• AIM: Return every line of the records below that contains the word "green".

• RECORDS FOR THIS EXERCISE:
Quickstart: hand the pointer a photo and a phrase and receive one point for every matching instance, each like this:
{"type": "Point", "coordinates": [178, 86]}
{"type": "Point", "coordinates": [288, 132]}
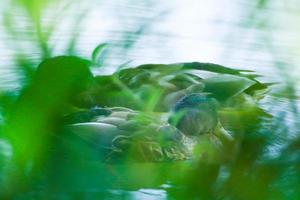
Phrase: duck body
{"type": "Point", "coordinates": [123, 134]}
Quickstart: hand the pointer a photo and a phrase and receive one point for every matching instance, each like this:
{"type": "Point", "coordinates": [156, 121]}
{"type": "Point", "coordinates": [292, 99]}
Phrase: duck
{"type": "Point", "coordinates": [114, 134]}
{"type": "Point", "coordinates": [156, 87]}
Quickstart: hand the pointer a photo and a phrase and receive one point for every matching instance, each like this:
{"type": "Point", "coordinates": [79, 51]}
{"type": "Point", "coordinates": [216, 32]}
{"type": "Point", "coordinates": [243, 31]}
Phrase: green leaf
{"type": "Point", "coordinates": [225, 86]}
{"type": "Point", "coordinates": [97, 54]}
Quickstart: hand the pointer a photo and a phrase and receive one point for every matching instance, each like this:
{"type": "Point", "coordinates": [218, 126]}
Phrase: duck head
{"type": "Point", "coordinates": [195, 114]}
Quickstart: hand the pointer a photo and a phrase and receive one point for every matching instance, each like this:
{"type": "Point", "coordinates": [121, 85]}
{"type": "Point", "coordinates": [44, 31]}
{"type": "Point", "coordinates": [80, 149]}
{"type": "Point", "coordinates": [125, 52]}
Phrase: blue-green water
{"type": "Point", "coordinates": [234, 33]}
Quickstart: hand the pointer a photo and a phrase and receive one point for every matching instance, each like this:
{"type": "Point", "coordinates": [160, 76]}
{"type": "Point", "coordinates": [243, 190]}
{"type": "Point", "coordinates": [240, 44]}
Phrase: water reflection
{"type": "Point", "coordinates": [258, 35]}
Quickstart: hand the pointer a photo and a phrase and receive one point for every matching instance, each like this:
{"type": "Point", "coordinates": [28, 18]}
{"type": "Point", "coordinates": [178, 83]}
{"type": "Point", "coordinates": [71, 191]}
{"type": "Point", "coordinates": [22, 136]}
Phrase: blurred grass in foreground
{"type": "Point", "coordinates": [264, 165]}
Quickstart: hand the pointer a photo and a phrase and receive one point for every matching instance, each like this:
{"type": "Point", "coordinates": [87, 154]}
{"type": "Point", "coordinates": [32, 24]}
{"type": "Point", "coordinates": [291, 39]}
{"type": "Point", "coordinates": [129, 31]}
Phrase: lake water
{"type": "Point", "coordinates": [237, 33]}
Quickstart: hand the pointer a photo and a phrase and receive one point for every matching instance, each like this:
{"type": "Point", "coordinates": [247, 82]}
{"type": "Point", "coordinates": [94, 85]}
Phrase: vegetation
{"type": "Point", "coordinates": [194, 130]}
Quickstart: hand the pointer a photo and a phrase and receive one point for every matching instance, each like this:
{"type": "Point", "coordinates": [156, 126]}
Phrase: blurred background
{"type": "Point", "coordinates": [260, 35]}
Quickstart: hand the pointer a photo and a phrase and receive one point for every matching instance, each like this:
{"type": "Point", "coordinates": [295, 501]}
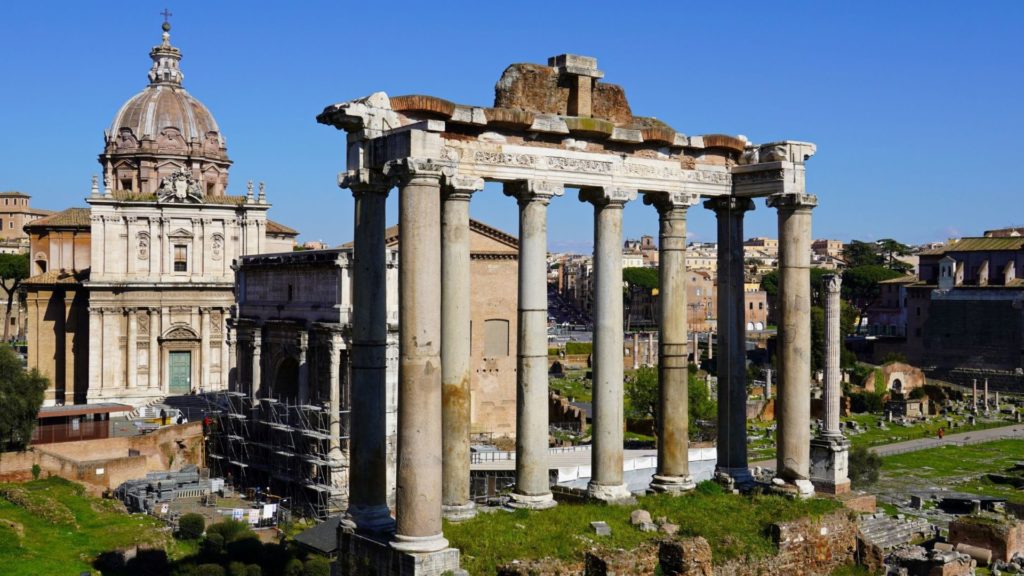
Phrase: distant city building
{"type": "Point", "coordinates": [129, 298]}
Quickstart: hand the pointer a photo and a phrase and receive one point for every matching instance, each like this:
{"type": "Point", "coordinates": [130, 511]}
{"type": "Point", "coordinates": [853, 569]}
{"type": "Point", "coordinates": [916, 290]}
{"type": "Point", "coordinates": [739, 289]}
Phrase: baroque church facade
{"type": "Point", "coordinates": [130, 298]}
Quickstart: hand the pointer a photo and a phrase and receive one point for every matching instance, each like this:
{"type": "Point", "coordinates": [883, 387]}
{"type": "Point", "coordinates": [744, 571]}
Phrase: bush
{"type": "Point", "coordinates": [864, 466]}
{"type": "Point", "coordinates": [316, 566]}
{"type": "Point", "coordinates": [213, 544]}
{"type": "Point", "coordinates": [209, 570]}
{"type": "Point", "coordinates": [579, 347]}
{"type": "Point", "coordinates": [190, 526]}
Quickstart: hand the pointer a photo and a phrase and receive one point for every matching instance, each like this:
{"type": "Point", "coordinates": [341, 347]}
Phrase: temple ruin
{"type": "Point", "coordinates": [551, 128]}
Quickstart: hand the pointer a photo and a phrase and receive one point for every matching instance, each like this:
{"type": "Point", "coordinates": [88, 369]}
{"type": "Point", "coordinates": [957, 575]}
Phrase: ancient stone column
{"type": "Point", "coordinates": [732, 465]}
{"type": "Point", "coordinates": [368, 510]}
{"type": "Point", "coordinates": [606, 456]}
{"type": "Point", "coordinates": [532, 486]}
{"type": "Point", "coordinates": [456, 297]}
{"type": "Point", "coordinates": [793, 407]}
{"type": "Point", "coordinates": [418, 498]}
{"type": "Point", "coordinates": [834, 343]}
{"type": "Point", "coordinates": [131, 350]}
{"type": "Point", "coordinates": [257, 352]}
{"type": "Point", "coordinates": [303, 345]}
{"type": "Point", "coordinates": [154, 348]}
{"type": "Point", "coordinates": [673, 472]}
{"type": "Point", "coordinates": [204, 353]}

• OUTPUT OF THE EXERCISE:
Phrase: green leaf
Phrase: blue-green water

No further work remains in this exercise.